**Short task**
Rewrite the records below, switching "Pick out" to "Locate" everywhere it occurs and leaving every other part unchanged.

Location identification records:
▼
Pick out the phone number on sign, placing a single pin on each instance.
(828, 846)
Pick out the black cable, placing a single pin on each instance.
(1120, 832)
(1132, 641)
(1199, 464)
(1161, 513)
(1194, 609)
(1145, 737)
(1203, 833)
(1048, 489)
▲
**Expected answer**
Locate the phone number on sign, placing a single pin on each instance.
(828, 846)
Locate the black cable, placing a single pin on each instance.
(1120, 832)
(1132, 641)
(1199, 464)
(1161, 513)
(1194, 609)
(1145, 737)
(1203, 833)
(1048, 489)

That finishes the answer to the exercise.